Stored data
[Start of section]
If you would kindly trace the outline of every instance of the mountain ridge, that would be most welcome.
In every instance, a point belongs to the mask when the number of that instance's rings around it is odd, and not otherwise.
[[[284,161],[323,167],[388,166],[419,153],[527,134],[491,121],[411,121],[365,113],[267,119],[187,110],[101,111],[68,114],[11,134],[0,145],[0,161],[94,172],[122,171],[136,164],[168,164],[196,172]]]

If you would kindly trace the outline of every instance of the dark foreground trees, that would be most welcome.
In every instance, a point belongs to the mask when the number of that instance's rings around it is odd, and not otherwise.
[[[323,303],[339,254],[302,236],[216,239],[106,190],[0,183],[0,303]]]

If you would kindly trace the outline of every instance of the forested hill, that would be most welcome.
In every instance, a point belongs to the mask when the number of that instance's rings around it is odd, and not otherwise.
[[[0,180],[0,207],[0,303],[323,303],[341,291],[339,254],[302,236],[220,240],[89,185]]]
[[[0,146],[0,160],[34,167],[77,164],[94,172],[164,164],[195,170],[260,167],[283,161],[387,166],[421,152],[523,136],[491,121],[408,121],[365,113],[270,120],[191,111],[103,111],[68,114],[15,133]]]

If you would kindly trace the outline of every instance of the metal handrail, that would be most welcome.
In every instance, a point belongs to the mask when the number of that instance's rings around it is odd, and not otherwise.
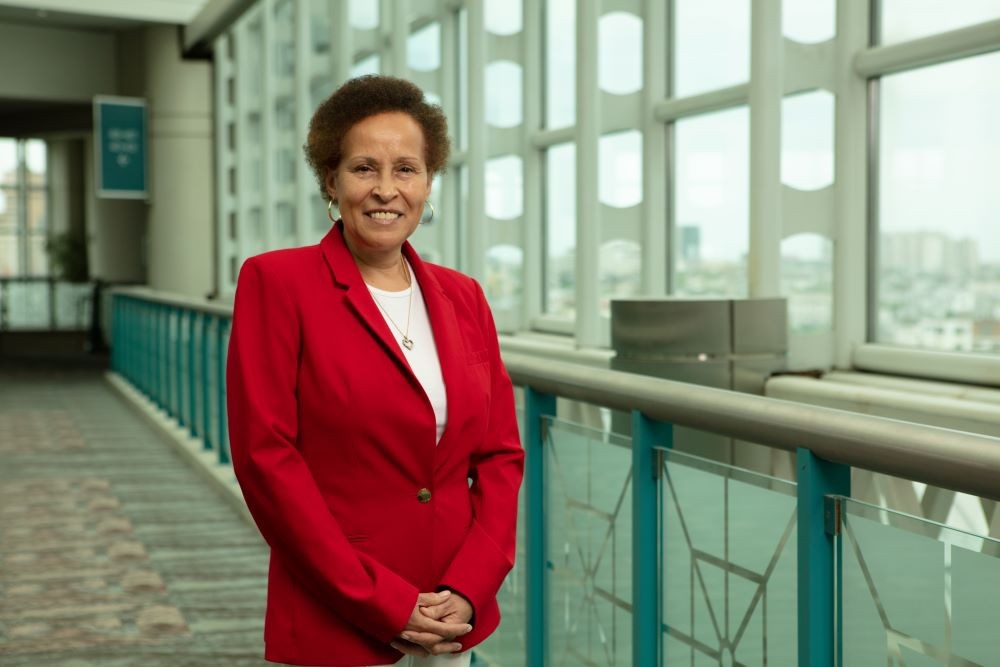
[[[231,304],[146,287],[113,293],[232,316]],[[805,447],[834,463],[1000,500],[1000,438],[517,352],[503,359],[515,384],[542,393],[792,452]]]
[[[188,310],[214,315],[215,317],[233,316],[233,304],[231,303],[220,303],[218,301],[207,301],[205,299],[182,296],[180,294],[159,292],[148,287],[115,287],[111,290],[111,294],[145,299],[146,301],[161,303],[165,306],[187,308]]]
[[[505,353],[515,384],[1000,500],[1000,438]],[[739,446],[737,443],[736,446]]]

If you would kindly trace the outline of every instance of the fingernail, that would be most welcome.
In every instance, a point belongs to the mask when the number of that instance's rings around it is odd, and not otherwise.
[[[396,642],[389,642],[389,646],[393,647],[397,651],[402,650],[402,649],[399,648],[399,644],[397,644]]]
[[[410,641],[413,638],[413,635],[411,635],[409,632],[404,632],[399,636],[405,639],[406,641]]]
[[[451,591],[449,591],[447,589],[443,590],[443,591],[441,591],[441,595],[443,595],[444,597],[448,597],[449,595],[451,595]]]
[[[472,632],[472,626],[471,625],[465,626],[465,631],[466,632]]]

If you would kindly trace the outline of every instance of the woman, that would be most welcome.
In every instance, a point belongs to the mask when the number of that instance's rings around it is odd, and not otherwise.
[[[246,261],[229,344],[233,467],[271,547],[265,657],[468,665],[500,620],[523,451],[481,288],[407,243],[446,121],[361,77],[305,150],[341,219]]]

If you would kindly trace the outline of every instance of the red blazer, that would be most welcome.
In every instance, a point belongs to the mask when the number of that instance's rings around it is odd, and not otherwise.
[[[339,224],[319,245],[264,253],[240,271],[229,438],[271,547],[268,660],[394,662],[401,654],[389,642],[417,593],[441,587],[474,608],[463,650],[500,622],[524,466],[510,378],[479,285],[403,250],[448,397],[436,445],[430,402]]]

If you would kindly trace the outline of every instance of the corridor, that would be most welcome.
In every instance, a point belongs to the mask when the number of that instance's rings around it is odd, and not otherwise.
[[[0,371],[0,664],[265,664],[266,572],[98,372]]]

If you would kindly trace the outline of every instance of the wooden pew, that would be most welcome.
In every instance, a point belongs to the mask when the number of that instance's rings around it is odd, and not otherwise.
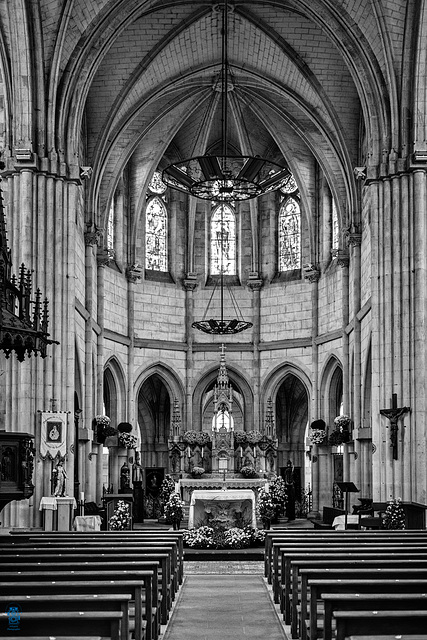
[[[336,640],[367,633],[376,637],[391,633],[423,633],[427,628],[427,611],[414,608],[407,611],[337,611],[334,617]]]
[[[64,611],[121,611],[120,639],[129,640],[130,624],[129,611],[132,595],[130,593],[96,593],[96,594],[58,594],[40,593],[37,595],[10,593],[7,596],[0,595],[0,611],[6,610],[9,603],[13,602],[21,607],[22,611],[56,612],[58,616]],[[16,635],[16,634],[15,634]],[[21,634],[19,634],[21,637]]]
[[[285,546],[288,542],[307,542],[312,540],[313,542],[324,542],[325,544],[330,540],[380,540],[380,539],[392,539],[401,538],[403,540],[419,540],[424,538],[427,541],[427,531],[423,530],[381,530],[381,531],[314,531],[312,529],[292,529],[292,530],[274,530],[267,531],[265,538],[265,577],[268,582],[272,583],[272,575],[274,572],[273,567],[273,544],[282,542],[282,546]]]
[[[134,558],[134,556],[132,556],[132,558]],[[167,556],[165,559],[167,559]],[[84,569],[90,569],[91,571],[113,571],[116,569],[122,571],[133,571],[135,569],[150,570],[153,567],[156,567],[158,569],[158,563],[158,555],[153,556],[151,560],[149,560],[147,556],[144,556],[144,560],[132,560],[125,558],[121,558],[120,560],[107,560],[105,558],[103,560],[99,560],[97,557],[83,559],[80,555],[77,555],[74,560],[70,560],[67,555],[62,557],[58,555],[48,555],[44,559],[35,556],[32,561],[29,560],[28,556],[24,556],[23,558],[19,558],[18,556],[18,558],[14,558],[11,562],[7,562],[6,559],[2,556],[0,557],[0,572],[3,573],[7,571],[13,571],[16,568],[18,568],[19,570],[21,566],[24,566],[25,571],[50,570],[53,572],[57,569],[70,571],[71,573]],[[159,592],[157,594],[155,607],[160,613],[160,623],[166,624],[168,620],[169,609],[167,607],[166,595],[163,596],[161,588],[159,588]]]
[[[316,559],[318,558],[318,559]],[[341,558],[341,559],[340,559]],[[335,576],[346,577],[348,574],[355,575],[355,569],[370,569],[371,572],[381,569],[404,569],[411,568],[427,570],[427,556],[407,556],[399,554],[381,554],[373,558],[372,556],[359,556],[353,559],[346,558],[345,554],[334,556],[333,559],[325,559],[323,555],[310,559],[292,561],[292,597],[291,597],[291,624],[293,637],[296,636],[297,619],[300,636],[305,638],[306,620],[308,613],[308,581],[315,578],[326,578]],[[357,573],[357,572],[356,572]],[[299,580],[300,579],[300,580]],[[299,598],[300,596],[300,598]],[[299,604],[298,604],[299,603]],[[299,606],[299,615],[298,615]]]
[[[419,541],[425,540],[427,543],[427,531],[324,531],[315,533],[312,530],[303,530],[297,531],[292,530],[292,532],[287,533],[270,533],[267,532],[265,540],[265,575],[268,579],[269,583],[272,582],[272,575],[275,570],[275,564],[277,562],[277,557],[274,555],[274,549],[277,546],[284,547],[287,544],[300,542],[307,543],[309,541],[314,544],[328,544],[330,541],[346,541],[346,540],[361,540],[362,542],[365,540],[374,540],[379,541],[381,539],[402,539],[402,540],[414,540]],[[274,556],[274,557],[273,557]]]
[[[30,582],[49,582],[55,588],[60,588],[62,582],[75,582],[82,589],[90,583],[90,593],[111,593],[111,589],[121,582],[126,591],[132,588],[132,597],[135,601],[135,638],[156,640],[160,631],[158,612],[156,611],[156,599],[158,593],[157,566],[151,570],[38,570],[38,571],[12,571],[1,572],[0,593],[8,595],[12,590],[16,592],[17,585],[22,583],[24,593],[29,592]],[[132,581],[132,585],[130,584]],[[136,584],[135,584],[136,581]],[[9,591],[4,591],[5,584],[9,585]],[[68,585],[67,585],[68,589]],[[114,593],[115,591],[113,591]],[[144,606],[144,610],[143,610]],[[143,614],[145,613],[146,628],[143,633]]]
[[[424,553],[424,552],[427,552],[427,541],[424,546],[421,546],[419,542],[416,542],[416,541],[414,542],[412,540],[409,540],[409,541],[394,540],[394,541],[388,541],[385,547],[387,551],[389,551],[390,553],[397,552],[397,551],[402,551],[402,553],[407,553],[407,554],[413,553],[414,551]],[[304,541],[300,543],[288,543],[285,547],[283,547],[280,543],[277,543],[277,544],[274,543],[273,553],[274,553],[275,559],[277,558],[277,560],[275,560],[277,566],[276,566],[275,573],[273,575],[273,585],[272,585],[274,601],[277,604],[280,602],[280,595],[281,595],[280,570],[281,570],[283,560],[279,564],[278,558],[281,555],[288,556],[292,553],[304,553],[304,552],[322,553],[322,552],[326,552],[326,550],[328,551],[328,553],[332,553],[333,551],[339,553],[345,550],[348,553],[357,554],[363,551],[365,553],[375,554],[375,553],[378,553],[379,549],[381,549],[381,546],[379,546],[379,543],[372,540],[365,540],[365,541],[358,540],[357,542],[352,542],[350,539],[348,539],[347,542],[336,540],[336,541],[328,542],[327,545],[325,545],[324,543],[313,543],[313,542]],[[283,581],[284,582],[286,581],[286,576],[284,577]],[[289,615],[289,609],[287,609],[287,615]]]
[[[157,551],[158,550],[158,551]],[[55,562],[56,564],[63,564],[66,562],[72,562],[75,565],[79,565],[81,568],[89,563],[97,561],[98,563],[106,562],[106,568],[110,566],[118,566],[118,568],[125,568],[129,563],[130,566],[135,566],[135,562],[157,562],[159,567],[159,599],[158,605],[161,610],[161,623],[166,624],[169,612],[172,606],[172,600],[174,597],[174,585],[171,578],[171,557],[167,553],[160,553],[160,551],[166,551],[167,547],[153,547],[145,548],[141,547],[134,549],[131,552],[124,552],[110,548],[104,549],[100,552],[98,547],[29,547],[23,549],[17,549],[16,547],[3,547],[2,555],[0,556],[0,562],[19,564],[37,563],[43,566],[46,562]],[[136,560],[136,558],[138,560]],[[11,565],[13,567],[13,564]]]
[[[336,611],[372,609],[427,609],[427,593],[324,593],[323,640],[332,640],[332,615]]]
[[[34,638],[46,634],[61,636],[72,630],[74,636],[101,633],[103,638],[120,640],[122,615],[121,611],[62,611],[60,615],[51,611],[22,611],[19,627]],[[0,612],[1,637],[19,637],[19,632],[8,631],[7,617],[6,612]]]
[[[131,531],[100,531],[100,532],[69,532],[69,531],[56,531],[56,532],[25,532],[19,534],[13,534],[7,537],[7,542],[0,540],[0,544],[45,544],[45,543],[57,543],[63,541],[63,544],[75,544],[82,541],[93,541],[94,544],[106,544],[109,545],[122,545],[126,542],[130,544],[137,544],[143,542],[144,544],[166,544],[176,546],[176,556],[174,560],[174,567],[176,571],[175,591],[178,590],[179,585],[183,580],[183,566],[184,566],[184,543],[182,533],[168,532],[131,532]]]
[[[396,571],[396,570],[393,570]],[[393,575],[393,573],[391,574]],[[364,576],[358,578],[319,578],[310,579],[310,638],[317,638],[318,625],[317,625],[317,609],[318,603],[321,601],[322,596],[327,593],[412,593],[419,594],[424,593],[427,590],[427,577],[420,577],[412,574],[410,578],[399,577],[384,577],[376,573],[374,577]],[[337,612],[345,613],[345,612]],[[359,612],[360,613],[360,612]],[[313,620],[313,621],[312,621]],[[409,632],[406,629],[404,632]],[[364,632],[369,633],[368,631]],[[351,634],[348,634],[351,635]]]

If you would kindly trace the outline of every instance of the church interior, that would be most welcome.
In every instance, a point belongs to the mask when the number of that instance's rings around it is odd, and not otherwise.
[[[289,467],[304,516],[340,483],[427,505],[426,30],[416,0],[1,3],[3,530],[59,475],[148,519],[166,476]]]

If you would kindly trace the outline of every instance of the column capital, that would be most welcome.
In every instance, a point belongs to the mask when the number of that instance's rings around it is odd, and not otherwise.
[[[197,282],[197,273],[187,273],[182,281],[182,287],[185,291],[195,291],[199,283]]]
[[[107,249],[106,247],[102,247],[96,254],[98,267],[108,267],[112,260],[114,260],[114,249]]]
[[[85,231],[84,234],[84,239],[85,239],[85,245],[87,247],[93,247],[93,246],[98,246],[100,241],[102,238],[102,231],[101,229],[97,229],[96,227],[94,229],[88,229],[87,231]]]
[[[362,229],[360,224],[352,224],[344,231],[344,237],[347,241],[347,246],[357,247],[362,244]]]
[[[249,273],[249,278],[247,281],[247,286],[249,287],[249,289],[252,289],[252,291],[260,291],[263,284],[263,280],[262,278],[260,278],[258,271],[251,271]]]
[[[321,273],[320,273],[320,269],[318,269],[315,264],[311,262],[308,262],[307,264],[303,264],[302,270],[304,272],[305,280],[308,280],[309,282],[319,281]]]
[[[345,249],[331,249],[331,255],[340,267],[348,267],[350,264],[350,256]]]
[[[129,282],[137,282],[142,278],[142,267],[137,262],[129,265],[126,269],[126,278]]]

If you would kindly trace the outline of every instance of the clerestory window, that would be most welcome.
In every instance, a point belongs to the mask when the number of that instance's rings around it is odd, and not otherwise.
[[[236,275],[236,215],[228,204],[219,204],[210,225],[210,274]]]
[[[278,270],[301,268],[301,210],[298,185],[293,176],[280,187],[278,217]]]
[[[168,271],[168,213],[164,202],[166,185],[155,171],[145,207],[145,268]]]

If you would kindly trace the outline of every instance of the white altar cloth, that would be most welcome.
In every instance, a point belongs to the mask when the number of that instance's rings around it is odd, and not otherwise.
[[[256,527],[255,494],[251,489],[196,489],[191,495],[188,528],[200,526],[209,513],[217,517],[226,517],[227,513],[241,513],[248,524]]]

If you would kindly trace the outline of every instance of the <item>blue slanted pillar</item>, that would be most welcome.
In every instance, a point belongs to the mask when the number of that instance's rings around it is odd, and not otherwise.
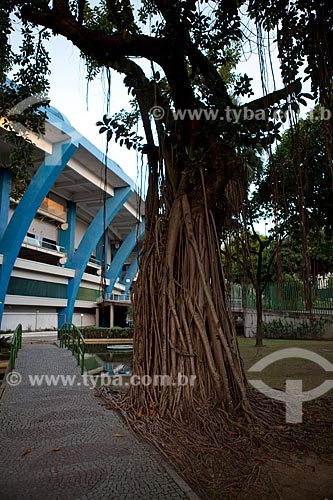
[[[132,260],[129,268],[126,271],[126,275],[124,279],[121,281],[121,284],[125,286],[124,293],[128,293],[133,280],[138,272],[138,256],[136,255]]]
[[[111,266],[109,267],[108,272],[106,273],[106,278],[110,280],[110,284],[106,288],[107,293],[112,293],[117,278],[121,278],[121,271],[123,269],[126,260],[131,255],[134,248],[143,237],[144,232],[145,232],[145,221],[143,219],[138,227],[135,226],[132,229],[127,238],[121,244],[121,247],[116,253],[113,261],[111,262]]]
[[[68,260],[66,267],[75,271],[75,277],[70,278],[68,281],[67,307],[59,311],[59,313],[66,315],[66,321],[72,321],[75,300],[79,291],[81,279],[91,254],[105,232],[104,224],[108,226],[111,223],[132,193],[133,191],[130,187],[115,189],[114,196],[108,198],[106,200],[105,207],[102,206],[99,209],[80,241],[73,257]]]
[[[58,307],[58,330],[61,329],[64,323],[67,323],[66,308]]]
[[[99,260],[101,262],[102,268],[104,266],[104,273],[106,273],[108,256],[109,256],[109,238],[108,238],[108,230],[106,229],[96,246],[96,260]]]

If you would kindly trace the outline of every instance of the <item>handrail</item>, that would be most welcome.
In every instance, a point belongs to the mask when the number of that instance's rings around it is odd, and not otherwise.
[[[42,237],[40,237],[42,238]],[[23,245],[29,245],[31,247],[43,248],[44,250],[53,250],[54,252],[66,253],[65,247],[58,245],[55,241],[43,241],[43,239],[32,238],[31,236],[25,236],[23,240]]]
[[[17,358],[18,351],[22,347],[22,325],[19,323],[15,328],[14,335],[12,337],[12,343],[10,348],[10,359],[9,359],[9,371],[12,372],[15,368],[15,361]]]
[[[96,266],[101,267],[102,261],[100,261],[99,259],[96,259],[96,257],[94,255],[92,255],[91,257],[89,257],[88,265],[89,264],[95,264]]]
[[[106,293],[105,298],[116,302],[131,302],[131,295],[129,293]]]
[[[133,339],[86,339],[80,329],[73,323],[64,323],[59,330],[58,335],[60,341],[60,347],[67,347],[72,351],[73,356],[76,355],[77,364],[81,367],[81,375],[84,374],[84,354],[86,350],[86,344],[112,344],[113,341],[121,341],[121,343],[129,344],[133,342]],[[118,343],[118,342],[116,342]],[[76,350],[75,350],[76,347]]]
[[[81,375],[84,373],[85,339],[80,329],[73,323],[64,323],[59,330],[60,347],[67,347],[76,355],[77,364],[81,367]],[[76,352],[75,352],[76,347]]]

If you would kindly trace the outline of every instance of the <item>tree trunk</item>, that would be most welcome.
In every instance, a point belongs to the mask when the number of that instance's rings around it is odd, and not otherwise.
[[[263,327],[262,327],[262,293],[259,288],[256,288],[256,311],[257,311],[257,335],[256,346],[262,347],[263,345]]]
[[[242,287],[242,310],[246,311],[246,309],[247,309],[247,289],[248,289],[248,284],[244,283],[242,281],[241,287]]]
[[[133,373],[152,383],[131,387],[137,411],[181,418],[193,405],[248,409],[224,287],[213,215],[182,194],[168,215],[150,225],[140,260]],[[165,385],[156,384],[156,376],[164,376]],[[192,385],[177,383],[181,376]]]

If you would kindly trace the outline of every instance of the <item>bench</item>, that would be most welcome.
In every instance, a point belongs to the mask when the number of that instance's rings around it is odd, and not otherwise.
[[[0,361],[0,373],[5,373],[8,364],[9,364],[9,359],[7,359],[6,361]]]
[[[109,345],[119,345],[119,344],[133,344],[133,339],[85,339],[85,344],[109,344]]]

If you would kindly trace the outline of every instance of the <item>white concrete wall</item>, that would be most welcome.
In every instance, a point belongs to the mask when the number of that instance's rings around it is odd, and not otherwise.
[[[81,314],[83,314],[81,318]],[[96,325],[96,314],[90,311],[75,312],[73,314],[73,323],[78,326],[95,326]]]
[[[56,223],[52,224],[51,222],[33,219],[27,232],[58,242],[58,228]]]
[[[14,209],[9,209],[9,220],[11,219],[14,213]],[[60,224],[60,223],[59,223]],[[46,220],[40,220],[38,218],[33,219],[30,227],[28,229],[28,233],[37,234],[39,236],[43,236],[44,238],[49,238],[50,240],[58,241],[58,227],[57,223],[49,222]]]
[[[68,278],[74,276],[72,269],[66,269],[50,264],[16,259],[12,276],[40,281],[51,281],[67,285]],[[109,280],[107,280],[107,284]],[[84,273],[81,286],[99,290],[100,277]],[[1,323],[2,330],[14,330],[21,323],[24,330],[52,329],[58,327],[57,308],[66,307],[66,299],[35,297],[22,295],[6,295],[5,312]],[[77,300],[73,323],[81,326],[96,325],[95,302]],[[36,311],[39,311],[36,313]],[[37,319],[37,322],[36,322]],[[65,318],[61,318],[64,322]]]
[[[38,312],[37,312],[38,311]],[[75,311],[73,314],[73,323],[80,328],[81,326],[96,325],[95,309],[87,309]],[[65,318],[60,318],[61,323]],[[23,330],[36,331],[36,330],[52,330],[58,328],[58,313],[55,307],[28,307],[28,306],[10,306],[6,308],[1,329],[15,330],[17,325],[21,323]]]
[[[38,311],[38,312],[37,312]],[[23,330],[48,330],[57,328],[58,314],[52,307],[11,306],[4,312],[2,330],[15,330],[21,323]]]
[[[313,314],[315,319],[327,319],[327,323],[323,327],[323,338],[333,339],[333,318],[329,314]],[[270,323],[271,321],[283,321],[286,323],[293,323],[294,325],[301,325],[304,321],[309,319],[308,313],[296,311],[264,311],[263,322]],[[257,333],[257,313],[254,309],[247,309],[244,311],[244,335],[245,337],[255,337]]]

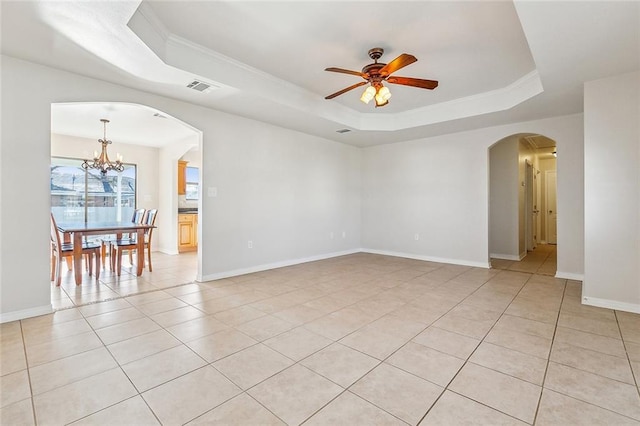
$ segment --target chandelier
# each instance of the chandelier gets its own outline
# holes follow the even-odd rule
[[[116,154],[116,161],[111,162],[109,160],[109,156],[107,155],[107,145],[111,143],[110,140],[107,139],[107,123],[109,120],[106,118],[101,118],[100,121],[104,124],[104,139],[98,139],[98,142],[102,144],[102,152],[98,155],[97,151],[93,151],[93,160],[84,160],[82,163],[82,168],[87,169],[98,169],[100,173],[106,175],[109,170],[113,170],[116,172],[121,172],[124,170],[124,165],[122,164],[122,156],[120,154]]]

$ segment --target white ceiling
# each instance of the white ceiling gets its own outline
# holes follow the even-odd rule
[[[0,7],[3,54],[357,146],[578,113],[585,81],[640,68],[639,2],[3,1]],[[364,88],[324,100],[360,81],[324,68],[360,70],[371,62],[372,47],[385,49],[381,62],[413,54],[418,62],[396,74],[438,80],[439,87],[389,85],[390,104],[377,109],[359,101]],[[187,89],[193,78],[217,88]],[[90,108],[56,107],[53,130],[98,138],[103,117],[96,114],[110,112],[110,139],[121,120],[132,142],[163,144],[174,131],[179,137],[180,129],[164,129],[149,110]],[[343,128],[352,132],[336,133]]]
[[[195,136],[191,128],[153,108],[99,102],[53,104],[51,133],[97,141],[104,136],[102,118],[110,121],[107,139],[118,143],[161,147]]]

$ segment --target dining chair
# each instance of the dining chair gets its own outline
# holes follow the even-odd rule
[[[133,216],[131,217],[131,223],[142,223],[144,219],[145,209],[136,209],[133,211]],[[125,236],[126,235],[126,236]],[[123,234],[122,238],[131,238],[131,234]],[[116,236],[109,236],[105,238],[101,238],[102,247],[100,248],[100,256],[102,257],[102,265],[104,267],[107,266],[105,263],[105,258],[107,257],[107,247],[111,245],[112,242],[116,240]],[[109,259],[109,266],[111,266],[111,270],[113,271],[113,262]]]
[[[155,225],[158,209],[149,209],[145,212],[142,223],[145,225]],[[153,228],[144,231],[144,250],[147,251],[147,263],[149,264],[149,272],[153,271],[151,263],[151,237],[153,236]],[[116,274],[120,276],[122,272],[122,253],[129,252],[129,263],[133,265],[133,252],[138,248],[136,235],[129,238],[121,238],[114,240],[110,244],[111,267],[116,270]],[[143,253],[144,255],[144,253]]]
[[[82,243],[82,254],[88,255],[89,261],[88,269],[89,275],[93,275],[92,260],[95,258],[95,271],[96,280],[100,278],[100,244],[92,242]],[[60,240],[60,233],[58,233],[58,227],[56,226],[56,219],[51,213],[51,281],[56,283],[56,286],[60,285],[62,276],[60,274],[60,263],[63,257],[69,258],[73,256],[73,243],[63,243]]]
[End of section]
Exercise directions:
Look through the entries for the string "chandelier". Every line that has it belongs in the answer.

Answer section:
$ segment --target chandelier
# each instance of the chandelier gets its own outline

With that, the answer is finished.